FRAGMENTO DEL DOCUMENTO »
Es a ella, inmaculada desde el interior, a quien la historia ha perseverado a través de las épocas como referente de una mujer en toda su extensión: una Venus.
Sucedieron el arte romano, el paleocristiano, el bizantino, el románico, el gótico y –en los siglos XV y XVI– el Renacimiento, corriente con el centro artístico en Italia, durante el cual se retoma nuevamente el interés por la figura humana y los modelos clásicos de armonía y belleza. En estos siglos, el contenido de las obras dejó de ser únicamente religioso pues se revivieron los mitos de la antigua Grecia. Los escultores, pintores y arquitectos pasaron de ser artesanos a obtener una identidad como artistas. Filosóficamente, el hombre se pone a sí mismo como punto de partida y deposita su atención en la ciencia, producto de su razón y su experiencia.
Así como los dioses griegos tomaron forma en cuerpos y sentimientos humanos, con el Renacimiento lo sagrado se conjunta con lo humano y se sitúa en ambientes existentes que incluso se observan desde perspectivas reales.
Leonardo da Vinci (1452-1519) quizás fue el pensador-artista que haya concentrado todas las ideas de su tiempo. Él fusionó la figura humana y el paisaje, como el Renacimiento lo hizo con el hombre y la naturaleza, lo sacro y lo profano. Además, comenzó a utilizar el efecto atmosférico –aire, luz, color, humedad– para dar profundidad y la técnica del sfumato con la que difuminó los contornos y logró mayor realismo en la pintura. Leonardo, igual que los escultores griegos, se dedicó a estudiar el cuerpo humano a profundidad: funcionamiento, movimiento y representación. Su erudición en anatomía y geometría lograron la expresión de la fisionomía subyacente; el arte del retrato con la representante del Renacimiento: la Gioconda.
El retrato de Lisa Gherardini, esposa de Francesco del Giocondo (de ahí el nombre de la obra), ha sido considerado la pintura más famosa del mundo. Tan conocida es, que la sala en la que se encuentra ha tenido que ser remodelada para evitar que los 8 millones de visitantes que buscan cruzar con ella la mirada, bloqueen la observación de las otras obras que fastidiadas comparten el recinto. La sala de los Estados, luego de los cambios, ha sido consecuentemente rebautizada como La sala de la Gioconda.
Intriga que la Mona Lisa, un óleo de 77 x 53 cm, pintado entre 1503 y 1506, se haya consolidado como el referente de pintura en el mundo. Mucho se habla de su mirada, de una sonrisa que sólo se sugiere mediante una especie de ilusión óptica. Con su efecto atmosférico, Leonardo pintó un paisaje con planos de fondo para una mujer que, entre sus discretos volúmenes, algo esconde. Es cierto que con ella no se sabe qué pensar; sus ojos y las líneas que dibujaron su boca expresan misteriosos motivos de satisfacción. ¿Por qué sonríe Lisa Gherardini?

LISTADO DE DATOS »
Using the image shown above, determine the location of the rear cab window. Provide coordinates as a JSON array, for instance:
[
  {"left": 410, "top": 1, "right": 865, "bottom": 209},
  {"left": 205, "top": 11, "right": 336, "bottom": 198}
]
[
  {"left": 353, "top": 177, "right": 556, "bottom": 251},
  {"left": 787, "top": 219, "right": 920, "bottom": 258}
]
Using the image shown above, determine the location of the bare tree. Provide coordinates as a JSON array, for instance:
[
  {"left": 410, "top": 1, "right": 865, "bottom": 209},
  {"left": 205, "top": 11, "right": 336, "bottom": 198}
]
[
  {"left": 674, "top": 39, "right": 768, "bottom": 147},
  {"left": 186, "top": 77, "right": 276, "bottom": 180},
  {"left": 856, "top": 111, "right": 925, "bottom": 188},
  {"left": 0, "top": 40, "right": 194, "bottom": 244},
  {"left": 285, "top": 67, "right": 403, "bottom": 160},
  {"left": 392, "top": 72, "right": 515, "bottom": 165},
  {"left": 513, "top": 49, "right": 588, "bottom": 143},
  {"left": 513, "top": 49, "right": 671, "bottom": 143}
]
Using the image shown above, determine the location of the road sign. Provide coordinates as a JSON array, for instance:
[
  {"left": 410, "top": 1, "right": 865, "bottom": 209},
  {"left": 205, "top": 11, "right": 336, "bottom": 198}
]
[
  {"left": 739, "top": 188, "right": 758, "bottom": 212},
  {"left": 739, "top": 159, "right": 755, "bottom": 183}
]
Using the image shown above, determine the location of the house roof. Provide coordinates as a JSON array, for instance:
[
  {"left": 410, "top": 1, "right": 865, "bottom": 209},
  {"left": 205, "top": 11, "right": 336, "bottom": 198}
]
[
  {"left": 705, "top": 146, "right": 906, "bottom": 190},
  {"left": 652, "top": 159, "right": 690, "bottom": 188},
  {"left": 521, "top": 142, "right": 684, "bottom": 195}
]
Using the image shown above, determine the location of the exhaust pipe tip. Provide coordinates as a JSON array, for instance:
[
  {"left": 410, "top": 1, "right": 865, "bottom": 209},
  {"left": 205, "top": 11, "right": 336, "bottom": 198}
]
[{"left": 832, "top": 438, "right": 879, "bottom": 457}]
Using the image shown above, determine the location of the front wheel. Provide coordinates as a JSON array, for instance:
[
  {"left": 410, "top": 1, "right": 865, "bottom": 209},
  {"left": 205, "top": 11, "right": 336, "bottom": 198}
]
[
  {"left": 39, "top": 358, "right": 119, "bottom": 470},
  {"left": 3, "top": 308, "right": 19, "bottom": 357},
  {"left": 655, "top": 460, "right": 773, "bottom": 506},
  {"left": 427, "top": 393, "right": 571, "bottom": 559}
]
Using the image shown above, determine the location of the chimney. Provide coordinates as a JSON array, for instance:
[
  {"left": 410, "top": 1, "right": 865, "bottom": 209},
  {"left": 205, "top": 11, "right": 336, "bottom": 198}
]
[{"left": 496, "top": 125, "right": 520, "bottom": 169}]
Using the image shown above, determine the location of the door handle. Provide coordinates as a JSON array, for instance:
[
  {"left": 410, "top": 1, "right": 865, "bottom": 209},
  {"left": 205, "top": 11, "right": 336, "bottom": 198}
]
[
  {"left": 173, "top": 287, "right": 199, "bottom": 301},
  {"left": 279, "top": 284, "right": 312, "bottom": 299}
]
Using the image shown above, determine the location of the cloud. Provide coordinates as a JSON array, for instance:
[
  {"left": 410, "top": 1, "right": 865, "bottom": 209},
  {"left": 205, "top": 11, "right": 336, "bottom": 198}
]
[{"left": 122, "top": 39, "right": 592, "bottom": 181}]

TAREAS OBLIGATORIAS »
a. Según el fragmento del documento, ¿qué nombre recibió la sala de los Estados después de los cambios?
b. Indica si cada afirmación coincide con el fragmento del documento y cita las palabras que lo deciden: (i) La Mona Lisa se pintó entre 1503 y 1506. (ii) El Renacimiento tuvo su centro artístico en Francia. (iii) Con el sfumato, Leonardo marcó con más fuerza los contornos.
El listado no tiene nada que ver con el fragmento del documento.

RESPUESTAS DEL EJERCICIO »
a. La sala de la Gioconda.

b.
(i) Sí: «pintado entre 1503 y 1506».
(ii) No: «corriente con el centro artístico en Italia».
(iii) No: «la técnica del sfumato con la que difuminó los contornos».